> **Task description**
Copy every record that follows, word for word.

----------

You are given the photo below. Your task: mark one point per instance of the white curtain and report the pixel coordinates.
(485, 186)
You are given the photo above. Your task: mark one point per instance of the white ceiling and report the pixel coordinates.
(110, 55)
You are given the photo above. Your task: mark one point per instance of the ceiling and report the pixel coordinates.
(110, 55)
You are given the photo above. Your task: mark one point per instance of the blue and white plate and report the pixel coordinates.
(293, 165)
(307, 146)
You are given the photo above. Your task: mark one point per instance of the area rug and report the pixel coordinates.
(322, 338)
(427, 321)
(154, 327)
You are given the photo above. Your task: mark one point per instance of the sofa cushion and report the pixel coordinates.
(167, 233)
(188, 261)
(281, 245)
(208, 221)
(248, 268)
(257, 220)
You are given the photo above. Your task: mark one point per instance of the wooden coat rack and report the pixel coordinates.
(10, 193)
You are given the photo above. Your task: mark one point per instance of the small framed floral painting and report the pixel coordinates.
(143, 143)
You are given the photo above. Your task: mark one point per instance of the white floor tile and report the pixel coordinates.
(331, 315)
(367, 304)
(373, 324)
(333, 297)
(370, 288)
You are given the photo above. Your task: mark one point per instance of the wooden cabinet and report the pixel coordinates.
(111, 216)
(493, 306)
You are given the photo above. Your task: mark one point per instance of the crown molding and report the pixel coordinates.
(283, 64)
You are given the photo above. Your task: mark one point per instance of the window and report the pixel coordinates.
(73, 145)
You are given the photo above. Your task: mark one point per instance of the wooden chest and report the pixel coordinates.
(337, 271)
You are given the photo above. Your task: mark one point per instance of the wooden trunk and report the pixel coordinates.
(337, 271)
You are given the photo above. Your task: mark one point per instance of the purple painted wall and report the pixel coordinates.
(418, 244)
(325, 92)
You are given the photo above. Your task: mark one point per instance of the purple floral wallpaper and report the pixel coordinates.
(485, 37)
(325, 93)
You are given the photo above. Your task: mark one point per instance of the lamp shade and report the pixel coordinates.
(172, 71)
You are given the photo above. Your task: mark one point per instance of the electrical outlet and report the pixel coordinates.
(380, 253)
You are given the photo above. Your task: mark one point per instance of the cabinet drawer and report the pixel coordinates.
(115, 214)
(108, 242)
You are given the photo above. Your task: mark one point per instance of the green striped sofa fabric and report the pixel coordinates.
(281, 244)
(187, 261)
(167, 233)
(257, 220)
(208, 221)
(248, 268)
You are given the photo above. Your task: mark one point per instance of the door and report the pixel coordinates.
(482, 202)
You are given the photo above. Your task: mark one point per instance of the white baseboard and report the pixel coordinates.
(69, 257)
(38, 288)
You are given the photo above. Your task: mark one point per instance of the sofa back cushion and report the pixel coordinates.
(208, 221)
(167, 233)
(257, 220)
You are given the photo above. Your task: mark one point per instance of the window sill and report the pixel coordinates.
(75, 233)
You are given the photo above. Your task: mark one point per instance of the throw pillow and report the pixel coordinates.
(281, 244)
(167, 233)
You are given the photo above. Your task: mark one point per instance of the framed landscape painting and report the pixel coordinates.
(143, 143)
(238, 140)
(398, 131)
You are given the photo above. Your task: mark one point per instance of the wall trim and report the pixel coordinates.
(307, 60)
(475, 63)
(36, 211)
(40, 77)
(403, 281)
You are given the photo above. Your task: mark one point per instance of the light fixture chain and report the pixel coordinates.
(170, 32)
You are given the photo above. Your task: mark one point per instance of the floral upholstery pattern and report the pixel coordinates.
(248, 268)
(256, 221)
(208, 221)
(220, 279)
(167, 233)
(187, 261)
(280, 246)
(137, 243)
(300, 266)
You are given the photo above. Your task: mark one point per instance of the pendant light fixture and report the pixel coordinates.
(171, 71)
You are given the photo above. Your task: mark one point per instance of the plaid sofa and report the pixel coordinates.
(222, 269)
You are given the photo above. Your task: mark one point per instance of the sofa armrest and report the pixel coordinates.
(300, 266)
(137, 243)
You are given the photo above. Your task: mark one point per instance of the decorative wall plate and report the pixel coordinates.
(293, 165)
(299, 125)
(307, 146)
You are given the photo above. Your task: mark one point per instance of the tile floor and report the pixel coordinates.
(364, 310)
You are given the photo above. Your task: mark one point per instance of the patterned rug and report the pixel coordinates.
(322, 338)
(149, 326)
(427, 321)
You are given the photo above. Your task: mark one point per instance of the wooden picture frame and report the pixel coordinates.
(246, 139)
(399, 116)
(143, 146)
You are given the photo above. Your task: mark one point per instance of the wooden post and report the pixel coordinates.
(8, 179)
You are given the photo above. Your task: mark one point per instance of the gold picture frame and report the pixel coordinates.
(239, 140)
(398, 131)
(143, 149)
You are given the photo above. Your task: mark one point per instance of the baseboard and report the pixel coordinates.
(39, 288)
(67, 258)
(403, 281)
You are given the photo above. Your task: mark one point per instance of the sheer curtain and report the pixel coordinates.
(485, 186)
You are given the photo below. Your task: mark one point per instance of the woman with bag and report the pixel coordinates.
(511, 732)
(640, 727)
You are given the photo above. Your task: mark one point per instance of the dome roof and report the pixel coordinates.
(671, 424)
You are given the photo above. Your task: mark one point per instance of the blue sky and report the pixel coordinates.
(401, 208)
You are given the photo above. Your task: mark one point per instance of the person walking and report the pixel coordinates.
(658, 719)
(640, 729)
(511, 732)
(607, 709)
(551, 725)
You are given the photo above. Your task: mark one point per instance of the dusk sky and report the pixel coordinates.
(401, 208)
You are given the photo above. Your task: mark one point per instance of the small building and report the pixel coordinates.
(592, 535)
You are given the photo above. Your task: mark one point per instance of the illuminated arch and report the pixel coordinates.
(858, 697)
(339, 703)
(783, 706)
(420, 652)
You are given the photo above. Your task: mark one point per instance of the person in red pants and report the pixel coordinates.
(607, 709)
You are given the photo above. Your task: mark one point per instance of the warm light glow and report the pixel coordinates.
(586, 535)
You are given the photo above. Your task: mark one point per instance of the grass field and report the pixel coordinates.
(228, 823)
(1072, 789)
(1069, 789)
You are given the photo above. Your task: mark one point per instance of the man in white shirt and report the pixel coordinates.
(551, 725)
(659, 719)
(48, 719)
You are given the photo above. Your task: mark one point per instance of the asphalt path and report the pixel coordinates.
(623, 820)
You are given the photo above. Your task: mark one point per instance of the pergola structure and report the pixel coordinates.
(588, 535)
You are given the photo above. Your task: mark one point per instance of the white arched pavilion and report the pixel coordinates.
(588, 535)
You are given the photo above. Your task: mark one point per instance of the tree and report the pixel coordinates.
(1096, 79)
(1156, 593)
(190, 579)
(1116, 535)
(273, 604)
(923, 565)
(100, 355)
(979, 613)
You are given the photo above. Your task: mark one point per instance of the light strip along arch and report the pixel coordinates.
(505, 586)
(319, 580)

----------

> **Expected answer**
You are given the photo below. Your task: mark one point per instance of the white curtain and report the pixel coordinates.
(485, 186)
You are given the photo above. Your task: mark one point per instance of the white ceiling and report the pixel coordinates.
(110, 55)
You are given the photo above. Your task: mark one point per instance of the ceiling and report the pixel coordinates.
(110, 55)
You are given the photo above. Your task: mark one point per instance of the blue and white plate and report the pixel coordinates.
(293, 165)
(307, 146)
You are given the photo above. Your task: mark one point per instance of the area rug and report the pixel coordinates.
(322, 338)
(427, 321)
(154, 327)
You are given the photo above. Your task: mark one point per instance of the sofa cushion and report the pixel coordinates.
(167, 233)
(188, 261)
(281, 245)
(208, 221)
(248, 268)
(257, 220)
You are given the photo above. Your task: mark one point per instance of the wooden coat rack and report the pixel coordinates.
(10, 193)
You are given the photo above. Your task: mark one point per instance of the small framed floral painting and report the pixel coordinates.
(143, 143)
You are given the photo above. Your task: mark one point per instance of the white floor tile and report the pixel coordinates.
(331, 315)
(367, 304)
(373, 324)
(333, 297)
(370, 288)
You are given the photo above. Your task: mark one point per instance of the wooden cabinet and report the pixel coordinates.
(111, 216)
(493, 306)
You are given the photo above. Your task: mark one point per instance of the crown molding and report the pixel coordinates.
(283, 64)
You are given the photo above. Your task: mark one point per instance of the window and report the pixel coordinates.
(73, 145)
You are given the photo above. Your task: mark one point per instance of the wooden chest and report the pixel coordinates.
(337, 271)
You are given the photo above. Your task: mark one point per instance of the wooden trunk and report the pixel coordinates.
(337, 271)
You are given the photo above. Your task: mark one point per instance of the purple painted wall and report the pixel coordinates.
(418, 244)
(325, 92)
You are given the photo above. Your task: mark one point per instance of the purple floral wallpaper and report the pixel coordinates.
(485, 37)
(325, 93)
You are given the photo above. Your task: mark one point per instance of the lamp shade and report the pixel coordinates.
(172, 71)
You are given the photo above. Your task: mark one point per instance of the electrical outlet and report the pixel coordinates.
(380, 253)
You are given the photo above. Your task: mark one point per instance of the cabinet drawer and report the pixel coordinates.
(115, 214)
(108, 242)
You are given the photo above. Your task: mark one point per instance of the green striped sofa fabric and report the pixel coordinates.
(281, 244)
(187, 261)
(167, 233)
(257, 220)
(208, 221)
(248, 268)
You are given the photo above. Your task: mark one point per instance of the door and report the pixel coordinates.
(482, 202)
You are given the photo above. Your task: mark one point per instance of the white baseboard and report the pixel coordinates.
(69, 257)
(38, 288)
You are given the photo above. Your task: mark one point per instance of the sofa back cushion and report the pixel coordinates.
(208, 221)
(167, 233)
(257, 220)
You are given the photo above. Your task: mark one point per instance of the window sill and report the pixel coordinates.
(75, 233)
You are given the photo above. Your task: mark one point per instance of the throw pillow and report the pixel coordinates.
(281, 244)
(167, 233)
You are given the photo above. Your task: mark one point per instance of the framed landscape painting and report the pixel coordinates.
(143, 143)
(238, 140)
(398, 131)
You are given the photo above. Your task: mark one point per instance of the wall trim and report the pixel coordinates.
(307, 60)
(475, 63)
(36, 211)
(40, 77)
(403, 281)
You are given the photo above. Your task: mark one point per instance of the light fixture chain and report the pixel coordinates.
(170, 32)
You are given the photo above. Your task: mark one point per instance of the floral upholstery pattern and report the pixel coordinates.
(248, 268)
(256, 221)
(208, 221)
(220, 279)
(167, 233)
(187, 261)
(280, 246)
(137, 243)
(300, 266)
You are given the photo above. Your task: mark one point per instance of the pendant light fixture and report the pixel coordinates.
(171, 71)
You are given the photo above. Your task: mark one point per instance of the plaid sofa and report the pixel coordinates.
(222, 269)
You are given the photo above. Your task: mark one point per instance of the sofa armrest and report the pixel coordinates.
(300, 266)
(137, 243)
You are given the photo above. Your task: mark one point per instance of the decorative wall plate and report the pixel coordinates.
(293, 165)
(299, 125)
(307, 146)
You are given the photo above. Your task: mark one point per instance of the tile floor and report the pixel coordinates.
(364, 310)
You are given the photo above. Your task: mark one point per instance of the patterned rug and report the pixel coordinates.
(322, 338)
(149, 326)
(427, 321)
You are given the photo above. Your task: mark one point per instance of the wooden picture frame and report the pixel coordinates.
(246, 139)
(399, 116)
(143, 146)
You are given the photo above. Your task: mark one point per instance of the wooden post and report the pixel coordinates.
(8, 179)
You are given the photo above. Your task: mark one point per instance of the gold picture frame and report the pixel coordinates.
(239, 140)
(398, 131)
(143, 149)
You are given the photo above. Your task: mark one point per instance of the baseboard and report the pixel coordinates.
(39, 288)
(67, 258)
(403, 281)
You are given the photo above. Your task: mark one point per instance of the sheer curtain and report the pixel coordinates.
(485, 186)
You are given the photo below. Your task: mark one point per instance of the woman with bag and report the pixel coordinates.
(511, 732)
(640, 727)
You are given the photo above. Your task: mark one point per instance of the dome roof and report the pixel coordinates.
(671, 424)
You are given the photo above. Your task: mark one point per instance of the blue sky and report the pixel coordinates.
(401, 208)
You are given the photo above. Your task: mark one point per instance of the person walking and report the pixel coordinates.
(658, 719)
(640, 729)
(511, 732)
(607, 709)
(551, 725)
You are given the photo above. Your task: mark one point per instance of the dusk sky and report the pixel coordinates.
(401, 208)
You are given the photo above. Your task: mark one point per instance of the small building and report the pixel coordinates.
(592, 535)
You are given the photo above. Your task: mark one point per instance of the illuminated arch and report the pixel coordinates.
(858, 697)
(339, 703)
(783, 706)
(420, 652)
You are given the photo above. Your task: mark one point per instance of the person in red pants and report the pixel coordinates.
(607, 709)
You are given the photo above. Your task: mark one point per instance of the warm light glow and report the pixel coordinates.
(586, 535)
You are given the photo above. Your task: mark one point per instance of the grass field and report the pixel coordinates.
(228, 823)
(1072, 789)
(1069, 789)
You are given the photo above. Your task: mark one point per instance of the man in white shirt and report the pixel coordinates.
(551, 725)
(659, 719)
(48, 719)
You are given the photo above. Your task: mark one point per instance of the asphalt path and report the pixel coordinates.
(623, 820)
You are given the photo above. Your task: mark one point per instance of the pergola structure and report the pixel coordinates.
(588, 535)
You are given the photo above. Your task: mark one point per instance of the white arched pavilion and report the pixel coordinates.
(588, 535)
You are given the photo above. Your task: mark one point per instance of the tree and report the pixel coordinates.
(1096, 79)
(1156, 593)
(190, 579)
(1116, 535)
(273, 604)
(923, 565)
(100, 355)
(979, 613)
You are given the photo above. Your task: mark one point per instance of the light strip along arch and report the pixel coordinates.
(505, 586)
(319, 580)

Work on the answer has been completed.